Das Konzept der planetaren Grenzen wurde von Wissenschaftlern weltweit entwickelt, unter Beteiligung des Potsdam-Instituts für Klimafolgenforschung (PIK), und 2009 erstmals veröffentlicht. Es identifiziert neun globale Prioritäten im Hinblick auf menschgemachte Umweltänderungen. Die Forschung zeigt, dass diese neun Prozesse und Systeme die Stabilität und Widerstandskraft des Erdsystems bestimmen – also die Wechselwirkungen zwischen Land, Ozeanen, Atmosphäre und Lebewesen, die zusammen die Umweltbedingungen ausmachen, auf denen unsere Gesellschaften fußen. Die neue Forschung bestätigt das ursprüngliche Konzept der planetaren Grenzen und bietet eine bessere Abschätzung der Grenzwerte. Für einige Neuberechnungen war ein Computermodell des PIK (LPJmL) entscheidend, das den menschlichen Einfluss auf die Wasserressourcen und Ökosysteme der Erde simuliert.

━━━━

### Kurze Aufgabe 1
Gib bitte den Abschnitt aus dem Artikel wörtlich wieder, beginnend bei „Das Konzept der“ und endend bei „der Erde simuliert.“.
### Kurze Aufgabe 2
In welchem Jahr wurde das Konzept der planetaren Grenzen laut Artikel erstmals veröffentlicht?
Die Daten spielen hierfür keine Rolle.

━━━━

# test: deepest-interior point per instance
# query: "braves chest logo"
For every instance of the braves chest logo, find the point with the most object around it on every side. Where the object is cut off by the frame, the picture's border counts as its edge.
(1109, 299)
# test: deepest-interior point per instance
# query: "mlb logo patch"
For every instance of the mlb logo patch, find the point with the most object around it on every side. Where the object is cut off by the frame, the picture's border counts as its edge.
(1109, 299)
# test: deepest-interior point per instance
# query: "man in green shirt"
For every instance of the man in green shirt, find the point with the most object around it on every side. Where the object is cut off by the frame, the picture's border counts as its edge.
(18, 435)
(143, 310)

━━━━

### Richtige Ausgabe 1
Das Konzept der planetaren Grenzen wurde von Wissenschaftlern weltweit entwickelt, unter Beteiligung des Potsdam-Instituts für Klimafolgenforschung (PIK), und 2009 erstmals veröffentlicht. Es identifiziert neun globale Prioritäten im Hinblick auf menschgemachte Umweltänderungen. Die Forschung zeigt, dass diese neun Prozesse und Systeme die Stabilität und Widerstandskraft des Erdsystems bestimmen – also die Wechselwirkungen zwischen Land, Ozeanen, Atmosphäre und Lebewesen, die zusammen die Umweltbedingungen ausmachen, auf denen unsere Gesellschaften fußen. Die neue Forschung bestätigt das ursprüngliche Konzept der planetaren Grenzen und bietet eine bessere Abschätzung der Grenzwerte. Für einige Neuberechnungen war ein Computermodell des PIK (LPJmL) entscheidend, das den menschlichen Einfluss auf die Wasserressourcen und Ökosysteme der Erde simuliert.

### Richtige Ausgabe 2
Im Jahr 2009.